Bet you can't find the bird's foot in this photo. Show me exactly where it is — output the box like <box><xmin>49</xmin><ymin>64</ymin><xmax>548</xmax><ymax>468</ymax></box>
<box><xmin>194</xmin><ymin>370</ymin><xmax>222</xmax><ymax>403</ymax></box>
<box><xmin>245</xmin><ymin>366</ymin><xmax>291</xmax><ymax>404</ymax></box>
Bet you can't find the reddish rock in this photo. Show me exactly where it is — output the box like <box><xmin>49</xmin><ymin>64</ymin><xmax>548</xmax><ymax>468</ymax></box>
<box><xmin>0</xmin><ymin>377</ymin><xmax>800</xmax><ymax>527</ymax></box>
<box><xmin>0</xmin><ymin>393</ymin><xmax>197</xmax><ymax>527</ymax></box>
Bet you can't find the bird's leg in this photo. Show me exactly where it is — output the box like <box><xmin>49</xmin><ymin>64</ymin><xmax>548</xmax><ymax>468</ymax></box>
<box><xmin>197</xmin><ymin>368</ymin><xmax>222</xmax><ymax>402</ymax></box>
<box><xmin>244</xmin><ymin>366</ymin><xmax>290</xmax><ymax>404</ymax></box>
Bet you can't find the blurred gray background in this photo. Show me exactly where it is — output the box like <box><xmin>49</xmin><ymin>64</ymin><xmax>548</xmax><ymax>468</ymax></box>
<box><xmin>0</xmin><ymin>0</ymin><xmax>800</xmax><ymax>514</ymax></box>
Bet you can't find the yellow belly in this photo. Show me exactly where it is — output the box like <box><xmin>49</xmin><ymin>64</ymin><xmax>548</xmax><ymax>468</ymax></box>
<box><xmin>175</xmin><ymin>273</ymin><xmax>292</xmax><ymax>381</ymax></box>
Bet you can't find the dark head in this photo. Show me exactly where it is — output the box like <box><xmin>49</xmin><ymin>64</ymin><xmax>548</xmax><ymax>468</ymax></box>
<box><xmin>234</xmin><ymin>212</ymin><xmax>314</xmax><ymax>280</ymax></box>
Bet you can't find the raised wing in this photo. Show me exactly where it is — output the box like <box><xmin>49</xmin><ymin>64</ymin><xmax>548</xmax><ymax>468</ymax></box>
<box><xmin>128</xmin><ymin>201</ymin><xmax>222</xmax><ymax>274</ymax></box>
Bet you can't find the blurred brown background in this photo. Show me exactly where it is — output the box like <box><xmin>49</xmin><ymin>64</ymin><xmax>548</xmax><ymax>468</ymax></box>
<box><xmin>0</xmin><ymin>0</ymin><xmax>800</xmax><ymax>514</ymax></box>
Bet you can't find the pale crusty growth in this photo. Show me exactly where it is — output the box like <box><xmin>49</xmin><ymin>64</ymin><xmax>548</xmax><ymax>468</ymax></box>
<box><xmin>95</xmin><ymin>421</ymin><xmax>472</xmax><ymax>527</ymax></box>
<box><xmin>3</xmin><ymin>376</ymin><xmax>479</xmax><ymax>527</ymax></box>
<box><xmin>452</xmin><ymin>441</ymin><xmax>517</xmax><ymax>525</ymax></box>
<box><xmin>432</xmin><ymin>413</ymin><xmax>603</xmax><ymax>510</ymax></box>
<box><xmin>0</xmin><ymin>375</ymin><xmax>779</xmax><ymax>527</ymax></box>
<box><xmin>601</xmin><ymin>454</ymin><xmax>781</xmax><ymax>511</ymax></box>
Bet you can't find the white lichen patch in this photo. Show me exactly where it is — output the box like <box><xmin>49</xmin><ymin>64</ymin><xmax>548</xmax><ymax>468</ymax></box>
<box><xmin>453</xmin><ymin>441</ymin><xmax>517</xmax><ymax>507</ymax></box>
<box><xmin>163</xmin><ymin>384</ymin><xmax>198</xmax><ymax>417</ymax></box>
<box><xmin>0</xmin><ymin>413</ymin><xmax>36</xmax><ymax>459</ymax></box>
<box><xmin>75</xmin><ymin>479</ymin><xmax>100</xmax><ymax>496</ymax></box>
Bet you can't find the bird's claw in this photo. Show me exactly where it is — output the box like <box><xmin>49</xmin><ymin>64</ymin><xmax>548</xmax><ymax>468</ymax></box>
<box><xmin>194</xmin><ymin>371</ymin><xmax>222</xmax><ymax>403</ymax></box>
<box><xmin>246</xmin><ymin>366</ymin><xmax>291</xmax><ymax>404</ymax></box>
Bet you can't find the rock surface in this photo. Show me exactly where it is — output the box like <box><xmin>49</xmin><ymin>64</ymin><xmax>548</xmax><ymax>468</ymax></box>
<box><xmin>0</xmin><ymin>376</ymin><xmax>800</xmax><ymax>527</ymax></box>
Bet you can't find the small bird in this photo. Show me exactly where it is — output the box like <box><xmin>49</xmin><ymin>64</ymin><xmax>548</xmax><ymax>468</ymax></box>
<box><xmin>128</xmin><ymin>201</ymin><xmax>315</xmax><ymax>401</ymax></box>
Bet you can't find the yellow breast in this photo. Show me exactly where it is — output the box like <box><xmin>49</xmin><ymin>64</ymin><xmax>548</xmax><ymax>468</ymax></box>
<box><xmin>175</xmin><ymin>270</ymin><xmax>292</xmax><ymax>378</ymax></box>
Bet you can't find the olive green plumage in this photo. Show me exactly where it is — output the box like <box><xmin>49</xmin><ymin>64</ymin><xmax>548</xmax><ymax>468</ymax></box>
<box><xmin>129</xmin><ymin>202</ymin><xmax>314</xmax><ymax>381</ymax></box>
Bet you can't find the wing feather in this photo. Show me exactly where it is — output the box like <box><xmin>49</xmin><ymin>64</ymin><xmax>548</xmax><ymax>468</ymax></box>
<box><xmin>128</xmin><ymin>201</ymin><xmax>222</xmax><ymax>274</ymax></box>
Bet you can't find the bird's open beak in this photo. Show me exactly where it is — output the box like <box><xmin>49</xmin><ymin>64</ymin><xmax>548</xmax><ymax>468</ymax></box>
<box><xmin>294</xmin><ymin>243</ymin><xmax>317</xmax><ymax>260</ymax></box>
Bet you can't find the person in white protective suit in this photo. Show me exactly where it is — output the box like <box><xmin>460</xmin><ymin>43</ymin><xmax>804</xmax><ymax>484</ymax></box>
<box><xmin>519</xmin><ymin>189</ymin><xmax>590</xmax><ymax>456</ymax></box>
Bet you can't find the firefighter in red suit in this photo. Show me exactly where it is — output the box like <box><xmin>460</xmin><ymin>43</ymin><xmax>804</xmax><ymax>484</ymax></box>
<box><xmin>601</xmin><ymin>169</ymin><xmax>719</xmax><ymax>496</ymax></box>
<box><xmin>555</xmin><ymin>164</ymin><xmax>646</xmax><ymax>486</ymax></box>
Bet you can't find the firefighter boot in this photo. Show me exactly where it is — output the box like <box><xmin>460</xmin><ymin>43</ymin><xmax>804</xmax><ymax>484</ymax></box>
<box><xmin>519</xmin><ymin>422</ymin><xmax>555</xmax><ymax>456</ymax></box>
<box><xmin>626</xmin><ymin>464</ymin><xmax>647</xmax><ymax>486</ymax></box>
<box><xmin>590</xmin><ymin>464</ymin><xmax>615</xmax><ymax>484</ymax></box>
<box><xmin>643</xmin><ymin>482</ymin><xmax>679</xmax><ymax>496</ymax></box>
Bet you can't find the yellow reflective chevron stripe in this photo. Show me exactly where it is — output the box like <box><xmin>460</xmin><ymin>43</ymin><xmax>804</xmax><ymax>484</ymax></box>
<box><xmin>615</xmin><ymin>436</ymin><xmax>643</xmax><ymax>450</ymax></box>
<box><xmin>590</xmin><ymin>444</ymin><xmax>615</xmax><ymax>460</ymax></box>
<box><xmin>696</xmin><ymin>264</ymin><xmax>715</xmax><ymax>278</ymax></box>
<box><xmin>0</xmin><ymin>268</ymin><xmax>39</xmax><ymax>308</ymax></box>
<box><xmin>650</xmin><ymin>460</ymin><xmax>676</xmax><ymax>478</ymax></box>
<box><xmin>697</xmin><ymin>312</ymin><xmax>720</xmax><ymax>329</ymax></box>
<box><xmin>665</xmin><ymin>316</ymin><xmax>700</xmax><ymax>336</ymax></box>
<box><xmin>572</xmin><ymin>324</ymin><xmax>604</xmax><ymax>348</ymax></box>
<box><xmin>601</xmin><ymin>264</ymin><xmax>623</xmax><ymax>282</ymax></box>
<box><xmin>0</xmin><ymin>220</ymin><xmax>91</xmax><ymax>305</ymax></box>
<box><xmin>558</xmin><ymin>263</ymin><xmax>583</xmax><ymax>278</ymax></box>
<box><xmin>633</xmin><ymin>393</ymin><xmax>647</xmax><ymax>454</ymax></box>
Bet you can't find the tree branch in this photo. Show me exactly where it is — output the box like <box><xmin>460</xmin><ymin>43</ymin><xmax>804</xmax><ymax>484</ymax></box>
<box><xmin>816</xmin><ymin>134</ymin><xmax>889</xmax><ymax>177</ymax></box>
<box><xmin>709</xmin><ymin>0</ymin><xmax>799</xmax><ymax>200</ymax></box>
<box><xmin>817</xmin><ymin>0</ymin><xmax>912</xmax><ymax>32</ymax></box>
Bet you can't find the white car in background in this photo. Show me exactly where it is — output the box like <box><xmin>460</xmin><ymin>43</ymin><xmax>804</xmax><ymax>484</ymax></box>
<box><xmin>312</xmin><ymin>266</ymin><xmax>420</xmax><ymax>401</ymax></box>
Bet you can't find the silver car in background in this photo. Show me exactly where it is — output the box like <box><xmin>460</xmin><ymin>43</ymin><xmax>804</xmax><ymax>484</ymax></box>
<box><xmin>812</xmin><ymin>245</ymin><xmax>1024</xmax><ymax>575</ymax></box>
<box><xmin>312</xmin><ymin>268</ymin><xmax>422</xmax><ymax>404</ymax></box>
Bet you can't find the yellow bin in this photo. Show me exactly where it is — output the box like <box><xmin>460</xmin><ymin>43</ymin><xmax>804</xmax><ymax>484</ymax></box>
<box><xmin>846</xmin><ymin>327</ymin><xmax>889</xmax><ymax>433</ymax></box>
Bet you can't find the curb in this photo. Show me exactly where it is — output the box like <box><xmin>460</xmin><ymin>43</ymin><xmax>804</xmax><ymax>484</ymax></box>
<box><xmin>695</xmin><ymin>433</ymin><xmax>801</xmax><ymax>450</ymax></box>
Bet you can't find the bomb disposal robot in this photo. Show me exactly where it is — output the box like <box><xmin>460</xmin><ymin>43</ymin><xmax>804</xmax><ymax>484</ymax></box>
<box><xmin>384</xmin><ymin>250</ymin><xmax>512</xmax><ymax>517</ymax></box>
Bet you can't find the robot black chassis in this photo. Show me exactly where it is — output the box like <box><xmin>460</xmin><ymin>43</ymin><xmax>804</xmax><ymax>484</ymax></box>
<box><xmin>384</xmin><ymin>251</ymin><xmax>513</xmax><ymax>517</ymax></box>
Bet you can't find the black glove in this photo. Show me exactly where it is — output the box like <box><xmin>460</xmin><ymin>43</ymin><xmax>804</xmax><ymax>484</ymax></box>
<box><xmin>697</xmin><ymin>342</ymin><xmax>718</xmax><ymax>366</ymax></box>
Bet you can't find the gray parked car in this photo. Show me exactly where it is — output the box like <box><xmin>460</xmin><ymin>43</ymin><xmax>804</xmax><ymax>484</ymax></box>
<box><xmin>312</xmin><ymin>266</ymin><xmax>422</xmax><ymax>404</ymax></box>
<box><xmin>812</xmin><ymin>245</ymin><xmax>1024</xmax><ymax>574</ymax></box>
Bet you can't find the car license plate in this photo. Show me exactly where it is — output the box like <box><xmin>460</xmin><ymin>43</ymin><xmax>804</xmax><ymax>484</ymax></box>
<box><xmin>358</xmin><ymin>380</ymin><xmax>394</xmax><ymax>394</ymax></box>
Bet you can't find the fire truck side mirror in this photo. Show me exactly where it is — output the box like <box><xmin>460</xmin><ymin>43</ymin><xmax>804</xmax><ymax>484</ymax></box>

■ Stated problem ■
Count the lines in the material above that contain the string "suit", and give only that number.

■ Output for this exercise ■
2